- [THE EXERCISE]
Put the material below into a Markdown table with the columns Row and Material line, one numbered row per line, skipping blank lines.

- [DATASET EXCERPTS]
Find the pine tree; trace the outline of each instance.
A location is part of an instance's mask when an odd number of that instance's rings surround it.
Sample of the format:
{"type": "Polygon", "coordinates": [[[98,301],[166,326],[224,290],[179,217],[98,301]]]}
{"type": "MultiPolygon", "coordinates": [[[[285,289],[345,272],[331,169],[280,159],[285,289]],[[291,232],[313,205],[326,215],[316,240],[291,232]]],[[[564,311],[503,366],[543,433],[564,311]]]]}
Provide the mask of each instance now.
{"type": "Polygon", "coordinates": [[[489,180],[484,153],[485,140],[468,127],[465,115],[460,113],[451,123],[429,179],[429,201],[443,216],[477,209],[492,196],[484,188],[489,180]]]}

- [RESPONSE TO THIS TASK]
| Row | Material line |
|---|---|
| 1 | Find the pine tree; trace the outline of each instance. |
| 2 | A location is part of an instance's mask when an odd number of that instance's rings surround it. |
| 3 | Sample of the format: |
| 4 | {"type": "Polygon", "coordinates": [[[98,301],[166,326],[224,290],[179,217],[98,301]]]} |
| 5 | {"type": "MultiPolygon", "coordinates": [[[[285,289],[345,272],[331,169],[280,159],[285,289]],[[291,232],[313,205],[326,215],[316,240],[291,232]]],[[[564,311],[503,366],[543,433],[564,311]]]]} |
| 6 | Provide the mask of each instance now. |
| 7 | {"type": "Polygon", "coordinates": [[[489,180],[484,153],[485,140],[468,127],[465,115],[460,113],[451,123],[429,179],[429,201],[443,216],[477,209],[492,196],[484,188],[489,180]]]} |